> Exercise tasks
1/ Please copy the sentencing passage starting with "It seems to" and going on through "ordinarily have expected.", renaming "elderly householders" as "older residents".
2/ According to the sentencing passage, what sentence range after a trial suits this kind of robbery?

> Provided text
----------
These present offences involved no weapons and no violence, save for the gripping of the first householder. It does not seem to us that it is sensible to apply any arithmetical formula to guidelines for a different category of offence, but as we have said we are conscious that sentence for this kind of robbery must bear sensible relationship to sentences for other robberies.

15.

It seems to us that sentence for this kind of unpleasant robbery, targeting elderly householders without weapons or significant violence, ought to be in the very general range of five to six years after a trial. We do not propose that that should be regarded as a tariff set in stone, but it is the broad appropriate level to be gathered from the previous cases and, by analogy, from the general shape of the guidelines. It follows that the sentence of three years passed after trial was significantly below what we would ordinarily have expected.

16.
----------
> Given entries
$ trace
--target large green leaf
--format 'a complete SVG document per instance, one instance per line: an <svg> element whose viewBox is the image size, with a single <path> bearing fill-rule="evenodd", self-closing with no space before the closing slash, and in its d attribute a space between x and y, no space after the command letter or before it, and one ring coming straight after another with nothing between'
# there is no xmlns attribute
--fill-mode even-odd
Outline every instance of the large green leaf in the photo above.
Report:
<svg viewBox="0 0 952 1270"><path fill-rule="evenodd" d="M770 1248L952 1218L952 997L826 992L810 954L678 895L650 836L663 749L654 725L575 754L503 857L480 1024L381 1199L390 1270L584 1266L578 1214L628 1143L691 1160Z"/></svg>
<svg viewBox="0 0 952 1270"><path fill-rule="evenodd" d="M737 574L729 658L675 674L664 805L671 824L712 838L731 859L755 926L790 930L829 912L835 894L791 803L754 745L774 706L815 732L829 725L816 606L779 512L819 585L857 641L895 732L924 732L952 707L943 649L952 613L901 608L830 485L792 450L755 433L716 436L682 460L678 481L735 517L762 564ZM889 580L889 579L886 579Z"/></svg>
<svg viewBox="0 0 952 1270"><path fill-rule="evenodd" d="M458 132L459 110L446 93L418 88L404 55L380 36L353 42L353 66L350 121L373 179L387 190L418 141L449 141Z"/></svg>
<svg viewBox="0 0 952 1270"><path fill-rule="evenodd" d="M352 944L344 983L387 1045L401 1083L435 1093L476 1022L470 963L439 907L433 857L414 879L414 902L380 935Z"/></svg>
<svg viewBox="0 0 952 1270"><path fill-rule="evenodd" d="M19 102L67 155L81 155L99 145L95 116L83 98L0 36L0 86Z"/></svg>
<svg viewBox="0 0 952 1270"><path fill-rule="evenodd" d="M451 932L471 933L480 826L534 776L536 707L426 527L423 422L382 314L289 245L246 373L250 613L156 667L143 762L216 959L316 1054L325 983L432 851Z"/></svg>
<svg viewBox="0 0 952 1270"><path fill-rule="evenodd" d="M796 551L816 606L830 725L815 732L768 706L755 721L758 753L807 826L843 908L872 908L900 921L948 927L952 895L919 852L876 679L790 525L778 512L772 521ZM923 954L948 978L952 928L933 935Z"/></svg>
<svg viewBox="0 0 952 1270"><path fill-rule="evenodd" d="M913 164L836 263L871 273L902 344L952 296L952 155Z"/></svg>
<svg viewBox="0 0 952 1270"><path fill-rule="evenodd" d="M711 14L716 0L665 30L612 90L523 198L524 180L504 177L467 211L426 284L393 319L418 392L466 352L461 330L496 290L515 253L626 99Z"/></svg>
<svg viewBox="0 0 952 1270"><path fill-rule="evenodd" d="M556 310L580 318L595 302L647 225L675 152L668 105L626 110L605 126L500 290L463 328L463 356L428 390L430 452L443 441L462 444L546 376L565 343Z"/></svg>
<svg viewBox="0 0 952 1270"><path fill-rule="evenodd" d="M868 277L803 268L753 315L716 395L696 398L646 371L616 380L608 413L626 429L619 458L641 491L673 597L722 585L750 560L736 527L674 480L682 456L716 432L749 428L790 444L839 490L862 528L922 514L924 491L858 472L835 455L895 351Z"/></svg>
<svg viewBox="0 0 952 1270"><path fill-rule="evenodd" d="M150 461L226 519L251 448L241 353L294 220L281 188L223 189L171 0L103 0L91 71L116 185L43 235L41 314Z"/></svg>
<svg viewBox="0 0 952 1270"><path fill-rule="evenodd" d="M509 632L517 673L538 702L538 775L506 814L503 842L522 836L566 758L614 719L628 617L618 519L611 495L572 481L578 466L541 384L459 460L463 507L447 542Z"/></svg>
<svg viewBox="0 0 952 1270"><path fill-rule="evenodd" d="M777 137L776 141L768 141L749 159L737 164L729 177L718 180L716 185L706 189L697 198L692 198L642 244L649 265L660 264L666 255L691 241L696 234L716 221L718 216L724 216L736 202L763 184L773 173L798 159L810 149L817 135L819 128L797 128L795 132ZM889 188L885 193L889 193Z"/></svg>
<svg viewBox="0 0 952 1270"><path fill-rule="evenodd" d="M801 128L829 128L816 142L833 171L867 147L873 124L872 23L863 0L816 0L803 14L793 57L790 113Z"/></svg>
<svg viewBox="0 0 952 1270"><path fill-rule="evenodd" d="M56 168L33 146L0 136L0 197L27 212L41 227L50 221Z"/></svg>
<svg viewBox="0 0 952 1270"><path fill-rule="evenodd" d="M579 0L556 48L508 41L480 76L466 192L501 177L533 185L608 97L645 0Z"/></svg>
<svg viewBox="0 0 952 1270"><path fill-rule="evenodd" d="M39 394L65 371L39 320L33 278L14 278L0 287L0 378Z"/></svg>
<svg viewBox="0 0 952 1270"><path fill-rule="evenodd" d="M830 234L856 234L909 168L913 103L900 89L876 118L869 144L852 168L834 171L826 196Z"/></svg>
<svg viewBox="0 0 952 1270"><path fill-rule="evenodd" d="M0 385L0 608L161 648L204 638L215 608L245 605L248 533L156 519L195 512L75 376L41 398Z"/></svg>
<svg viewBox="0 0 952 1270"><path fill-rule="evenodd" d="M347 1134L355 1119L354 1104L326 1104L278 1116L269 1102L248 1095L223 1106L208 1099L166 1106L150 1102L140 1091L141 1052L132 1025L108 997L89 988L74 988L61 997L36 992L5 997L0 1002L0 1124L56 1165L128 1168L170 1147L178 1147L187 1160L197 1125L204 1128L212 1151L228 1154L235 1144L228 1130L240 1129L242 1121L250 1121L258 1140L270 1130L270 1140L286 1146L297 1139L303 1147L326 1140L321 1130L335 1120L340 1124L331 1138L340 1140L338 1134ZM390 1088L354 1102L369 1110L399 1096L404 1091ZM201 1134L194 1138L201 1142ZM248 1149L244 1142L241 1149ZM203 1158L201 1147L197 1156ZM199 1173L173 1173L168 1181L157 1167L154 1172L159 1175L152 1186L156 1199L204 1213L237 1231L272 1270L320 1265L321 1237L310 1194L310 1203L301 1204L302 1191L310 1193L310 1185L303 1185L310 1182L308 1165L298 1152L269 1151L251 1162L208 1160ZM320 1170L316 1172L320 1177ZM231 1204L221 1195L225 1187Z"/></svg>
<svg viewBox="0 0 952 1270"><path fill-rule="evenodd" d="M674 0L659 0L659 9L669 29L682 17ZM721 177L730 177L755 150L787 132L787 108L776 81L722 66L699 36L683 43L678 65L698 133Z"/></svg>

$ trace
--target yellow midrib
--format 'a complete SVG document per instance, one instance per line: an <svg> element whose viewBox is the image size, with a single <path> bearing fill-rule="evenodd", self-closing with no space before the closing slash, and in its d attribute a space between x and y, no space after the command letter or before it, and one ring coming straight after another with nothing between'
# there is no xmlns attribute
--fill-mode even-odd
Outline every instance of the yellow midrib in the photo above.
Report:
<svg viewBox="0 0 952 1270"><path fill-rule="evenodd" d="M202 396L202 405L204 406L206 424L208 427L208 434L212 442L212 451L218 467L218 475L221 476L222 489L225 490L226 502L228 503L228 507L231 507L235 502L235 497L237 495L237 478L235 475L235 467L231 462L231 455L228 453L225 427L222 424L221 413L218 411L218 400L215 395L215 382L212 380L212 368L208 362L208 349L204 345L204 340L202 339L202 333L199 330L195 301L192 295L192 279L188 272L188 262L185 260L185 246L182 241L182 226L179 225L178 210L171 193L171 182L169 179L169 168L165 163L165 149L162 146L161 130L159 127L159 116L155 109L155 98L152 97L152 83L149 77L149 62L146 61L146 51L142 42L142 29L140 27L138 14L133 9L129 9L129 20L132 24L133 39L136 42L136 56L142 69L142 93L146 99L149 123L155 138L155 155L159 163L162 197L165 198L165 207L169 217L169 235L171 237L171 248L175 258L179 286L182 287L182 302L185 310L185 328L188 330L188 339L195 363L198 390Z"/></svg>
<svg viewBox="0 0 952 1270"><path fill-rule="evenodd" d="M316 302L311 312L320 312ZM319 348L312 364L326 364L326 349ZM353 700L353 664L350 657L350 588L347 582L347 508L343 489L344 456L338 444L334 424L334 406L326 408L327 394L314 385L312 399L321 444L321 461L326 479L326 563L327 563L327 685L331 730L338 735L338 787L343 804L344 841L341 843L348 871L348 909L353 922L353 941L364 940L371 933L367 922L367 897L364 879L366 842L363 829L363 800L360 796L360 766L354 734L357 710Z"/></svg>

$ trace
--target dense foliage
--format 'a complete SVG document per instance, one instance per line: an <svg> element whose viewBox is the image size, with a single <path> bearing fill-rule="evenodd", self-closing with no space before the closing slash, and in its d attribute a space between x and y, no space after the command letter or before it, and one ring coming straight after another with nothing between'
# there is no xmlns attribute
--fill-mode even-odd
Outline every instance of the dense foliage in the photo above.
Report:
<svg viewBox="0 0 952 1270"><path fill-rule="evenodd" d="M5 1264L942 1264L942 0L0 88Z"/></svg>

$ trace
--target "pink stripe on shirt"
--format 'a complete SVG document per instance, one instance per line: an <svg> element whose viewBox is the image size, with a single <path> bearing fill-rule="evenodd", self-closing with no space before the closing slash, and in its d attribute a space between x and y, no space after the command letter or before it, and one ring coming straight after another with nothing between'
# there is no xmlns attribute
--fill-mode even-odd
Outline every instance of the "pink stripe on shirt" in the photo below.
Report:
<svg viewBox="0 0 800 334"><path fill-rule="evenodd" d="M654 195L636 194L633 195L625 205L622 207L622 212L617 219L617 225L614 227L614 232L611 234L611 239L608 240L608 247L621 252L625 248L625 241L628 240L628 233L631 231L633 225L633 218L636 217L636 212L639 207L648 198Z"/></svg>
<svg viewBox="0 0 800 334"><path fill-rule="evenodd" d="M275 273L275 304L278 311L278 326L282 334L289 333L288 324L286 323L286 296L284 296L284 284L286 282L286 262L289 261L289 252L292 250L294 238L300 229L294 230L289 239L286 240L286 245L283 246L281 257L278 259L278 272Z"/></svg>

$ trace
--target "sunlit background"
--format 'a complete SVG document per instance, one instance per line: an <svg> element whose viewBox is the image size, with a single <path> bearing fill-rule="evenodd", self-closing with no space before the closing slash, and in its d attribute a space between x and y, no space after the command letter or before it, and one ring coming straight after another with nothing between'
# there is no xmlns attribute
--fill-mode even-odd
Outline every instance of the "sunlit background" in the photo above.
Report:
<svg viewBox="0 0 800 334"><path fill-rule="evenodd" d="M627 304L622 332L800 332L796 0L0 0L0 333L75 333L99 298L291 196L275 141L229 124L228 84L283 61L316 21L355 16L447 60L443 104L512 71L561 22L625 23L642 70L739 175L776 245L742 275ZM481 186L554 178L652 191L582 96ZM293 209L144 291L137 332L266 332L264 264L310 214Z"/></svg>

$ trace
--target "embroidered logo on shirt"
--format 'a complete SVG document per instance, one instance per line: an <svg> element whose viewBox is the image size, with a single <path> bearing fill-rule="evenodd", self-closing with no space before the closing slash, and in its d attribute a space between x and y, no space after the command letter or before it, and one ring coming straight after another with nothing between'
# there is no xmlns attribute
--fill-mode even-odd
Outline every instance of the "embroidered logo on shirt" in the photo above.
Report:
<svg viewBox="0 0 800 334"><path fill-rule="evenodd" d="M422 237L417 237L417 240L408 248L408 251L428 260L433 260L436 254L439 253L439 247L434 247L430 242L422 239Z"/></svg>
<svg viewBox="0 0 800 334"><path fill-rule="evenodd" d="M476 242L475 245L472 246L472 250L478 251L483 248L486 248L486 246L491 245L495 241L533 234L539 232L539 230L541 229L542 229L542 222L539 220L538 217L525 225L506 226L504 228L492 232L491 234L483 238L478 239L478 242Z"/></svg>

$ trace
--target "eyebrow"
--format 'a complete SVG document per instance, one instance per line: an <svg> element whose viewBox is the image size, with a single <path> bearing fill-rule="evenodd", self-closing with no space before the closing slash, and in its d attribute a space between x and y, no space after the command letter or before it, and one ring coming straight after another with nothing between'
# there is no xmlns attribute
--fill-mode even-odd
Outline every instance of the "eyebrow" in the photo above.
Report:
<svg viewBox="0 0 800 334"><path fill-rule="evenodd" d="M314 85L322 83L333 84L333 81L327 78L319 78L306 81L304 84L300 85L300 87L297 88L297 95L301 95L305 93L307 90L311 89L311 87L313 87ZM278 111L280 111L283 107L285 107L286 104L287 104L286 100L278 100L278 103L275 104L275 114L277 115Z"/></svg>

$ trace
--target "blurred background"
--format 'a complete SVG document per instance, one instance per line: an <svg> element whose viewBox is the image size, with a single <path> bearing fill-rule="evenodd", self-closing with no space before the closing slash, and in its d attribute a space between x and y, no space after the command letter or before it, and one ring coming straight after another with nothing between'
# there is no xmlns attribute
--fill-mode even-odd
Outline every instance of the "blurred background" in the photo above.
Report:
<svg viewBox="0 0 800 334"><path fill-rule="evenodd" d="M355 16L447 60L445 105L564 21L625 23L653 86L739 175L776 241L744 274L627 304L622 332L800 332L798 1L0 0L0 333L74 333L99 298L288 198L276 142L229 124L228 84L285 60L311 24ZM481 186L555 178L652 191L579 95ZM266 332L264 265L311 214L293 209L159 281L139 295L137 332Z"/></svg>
----------
> Solution set
1/
It seems to us that sentence for this kind of unpleasant robbery, targeting older residents without weapons or significant violence, ought to be in the very general range of five to six years after a trial. We do not propose that that should be regarded as a tariff set in stone, but it is the broad appropriate level to be gathered from the previous cases and, by analogy, from the general shape of the guidelines. It follows that the sentence of three years passed after trial was significantly below what we would ordinarily have expected.

2/ The very general range of five to six years.